Your objective:
Can you restate the records below word for word?
##########
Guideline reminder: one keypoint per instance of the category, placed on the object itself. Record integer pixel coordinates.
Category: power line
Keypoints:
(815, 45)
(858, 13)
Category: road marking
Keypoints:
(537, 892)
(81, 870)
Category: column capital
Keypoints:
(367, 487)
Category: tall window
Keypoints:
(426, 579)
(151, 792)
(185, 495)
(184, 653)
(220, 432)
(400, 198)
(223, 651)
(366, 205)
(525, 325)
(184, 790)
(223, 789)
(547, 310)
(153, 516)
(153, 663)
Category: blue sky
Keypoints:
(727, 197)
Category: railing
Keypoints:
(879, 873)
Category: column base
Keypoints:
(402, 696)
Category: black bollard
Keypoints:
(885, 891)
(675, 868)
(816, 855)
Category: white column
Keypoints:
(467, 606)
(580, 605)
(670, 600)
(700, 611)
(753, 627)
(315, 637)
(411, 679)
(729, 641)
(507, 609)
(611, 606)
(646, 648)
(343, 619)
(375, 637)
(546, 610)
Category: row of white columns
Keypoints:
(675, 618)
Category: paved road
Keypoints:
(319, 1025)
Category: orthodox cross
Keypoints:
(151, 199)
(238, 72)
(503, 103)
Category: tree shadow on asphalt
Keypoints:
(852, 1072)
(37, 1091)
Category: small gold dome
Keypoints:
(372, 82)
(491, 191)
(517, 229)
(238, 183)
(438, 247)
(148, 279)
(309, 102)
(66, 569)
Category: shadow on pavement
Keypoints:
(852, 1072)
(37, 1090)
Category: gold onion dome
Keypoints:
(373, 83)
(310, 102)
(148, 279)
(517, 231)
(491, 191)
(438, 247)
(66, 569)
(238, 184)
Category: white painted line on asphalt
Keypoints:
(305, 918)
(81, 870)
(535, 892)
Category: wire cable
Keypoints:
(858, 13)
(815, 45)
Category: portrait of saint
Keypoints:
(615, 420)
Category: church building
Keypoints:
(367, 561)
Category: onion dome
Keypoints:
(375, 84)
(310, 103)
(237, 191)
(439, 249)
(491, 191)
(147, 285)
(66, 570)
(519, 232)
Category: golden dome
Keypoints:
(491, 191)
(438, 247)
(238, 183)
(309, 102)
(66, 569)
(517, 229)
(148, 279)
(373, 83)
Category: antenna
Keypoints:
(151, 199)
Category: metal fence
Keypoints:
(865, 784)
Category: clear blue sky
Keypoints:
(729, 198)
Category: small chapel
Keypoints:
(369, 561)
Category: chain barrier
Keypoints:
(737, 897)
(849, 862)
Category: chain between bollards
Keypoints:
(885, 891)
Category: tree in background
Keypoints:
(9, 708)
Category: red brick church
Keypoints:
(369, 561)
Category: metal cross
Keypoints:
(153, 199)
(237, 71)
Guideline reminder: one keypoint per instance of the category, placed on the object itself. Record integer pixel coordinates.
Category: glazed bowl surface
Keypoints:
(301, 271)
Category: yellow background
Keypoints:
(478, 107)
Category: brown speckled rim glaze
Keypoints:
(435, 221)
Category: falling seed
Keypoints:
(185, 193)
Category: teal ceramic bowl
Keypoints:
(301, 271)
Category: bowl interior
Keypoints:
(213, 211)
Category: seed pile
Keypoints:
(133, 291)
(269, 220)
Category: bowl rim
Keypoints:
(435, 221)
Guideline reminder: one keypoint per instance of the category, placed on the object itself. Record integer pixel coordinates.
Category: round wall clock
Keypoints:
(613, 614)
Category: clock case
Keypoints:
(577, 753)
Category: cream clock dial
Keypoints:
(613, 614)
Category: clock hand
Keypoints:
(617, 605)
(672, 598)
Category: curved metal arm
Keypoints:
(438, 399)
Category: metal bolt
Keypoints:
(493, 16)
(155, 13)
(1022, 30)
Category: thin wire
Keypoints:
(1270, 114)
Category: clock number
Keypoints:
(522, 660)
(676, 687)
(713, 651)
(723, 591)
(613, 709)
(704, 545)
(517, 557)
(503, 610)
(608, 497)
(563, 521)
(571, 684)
##########
Answer to the problem:
Guideline reminder: one keypoint per instance of the category, placed on the object itself. Record integer pixel coordinates.
Category: power line
Keypoints:
(815, 45)
(858, 13)
Category: road marking
Keypoints:
(537, 892)
(81, 870)
Category: column capital
Keypoints:
(367, 487)
Category: tall window
Keypoints:
(426, 579)
(151, 792)
(185, 495)
(184, 653)
(220, 432)
(400, 198)
(223, 651)
(366, 205)
(525, 325)
(184, 790)
(223, 789)
(547, 310)
(153, 516)
(153, 663)
Category: blue sky
Keypoints:
(727, 197)
Category: railing
Keypoints:
(879, 873)
Category: column base
Keypoints:
(402, 696)
Category: black bollard
Keypoints:
(885, 891)
(675, 868)
(816, 855)
Category: white column
Keypoints:
(467, 606)
(580, 605)
(670, 600)
(700, 611)
(753, 627)
(315, 637)
(411, 679)
(729, 641)
(507, 609)
(611, 606)
(646, 648)
(343, 619)
(375, 637)
(546, 610)
Category: row of white columns
Keypoints:
(675, 618)
Category: paved road
Keypoints:
(319, 1025)
Category: orthodox cross
Keypoints:
(151, 199)
(238, 72)
(503, 103)
Category: tree shadow on asphalt
Keypoints:
(852, 1072)
(37, 1091)
Category: small gold dome
Keypoints:
(372, 82)
(491, 191)
(517, 229)
(238, 183)
(438, 247)
(148, 279)
(309, 102)
(66, 569)
Category: shadow on pavement
Keypoints:
(852, 1072)
(37, 1090)
Category: gold onion dome
Keypoints:
(373, 83)
(310, 102)
(148, 279)
(517, 231)
(491, 191)
(438, 247)
(66, 569)
(238, 184)
Category: white painted line on asphalt
Keypoints:
(305, 918)
(81, 870)
(535, 892)
Category: wire cable
Keypoints:
(858, 13)
(815, 45)
Category: portrait of saint
Keypoints:
(615, 420)
Category: church building
Keypoints:
(367, 561)
Category: onion dome
Keypoints:
(375, 84)
(310, 103)
(237, 191)
(439, 249)
(491, 191)
(147, 285)
(66, 570)
(519, 232)
Category: golden dome
Keypoints:
(491, 191)
(438, 247)
(238, 183)
(309, 102)
(66, 569)
(517, 229)
(148, 279)
(373, 83)
Category: antenna
Keypoints:
(151, 199)
Category: metal fence
Keypoints:
(865, 784)
Category: clear blue sky
Keypoints:
(729, 198)
Category: small chapel
Keypoints:
(369, 561)
Category: chain barrier
Keypoints:
(737, 897)
(849, 862)
Category: chain between bollards
Keypoints:
(885, 891)
Category: tree in background
Keypoints:
(9, 708)
Category: red brick church
Keypoints:
(369, 561)
Category: metal cross
Keypoints:
(153, 199)
(237, 71)
Guideline reminder: one keypoint per instance of the category, placed on the object itself. Record integer pixel coordinates.
Category: glazed bowl surface
Keypoints:
(301, 271)
Category: yellow background
Keypoints:
(478, 107)
Category: brown speckled rim glaze
Keypoints:
(435, 221)
Category: falling seed
Keypoints:
(185, 193)
Category: teal ceramic bowl
Keypoints:
(301, 271)
Category: bowl interior
Keypoints:
(213, 211)
Category: seed pile
Keypoints:
(133, 291)
(269, 220)
Category: bowl rim
Keypoints:
(435, 221)
Guideline reminder: one keypoint per instance of the category, placed on the object itself. Record integer pixel coordinates.
Category: round wall clock
Keypoints:
(613, 614)
Category: clock case
Keypoints:
(577, 753)
Category: cream clock dial
Keypoints:
(613, 614)
Category: clock hand
Keypoints:
(617, 605)
(672, 598)
Category: curved metal arm
Keypoints:
(438, 399)
Category: metal bolt
Keypoints:
(493, 16)
(155, 13)
(1022, 30)
Category: thin wire
Keypoints:
(1270, 114)
Category: clock number
Keypoints:
(522, 660)
(676, 687)
(713, 651)
(723, 591)
(613, 709)
(704, 545)
(517, 557)
(503, 610)
(608, 497)
(563, 521)
(571, 684)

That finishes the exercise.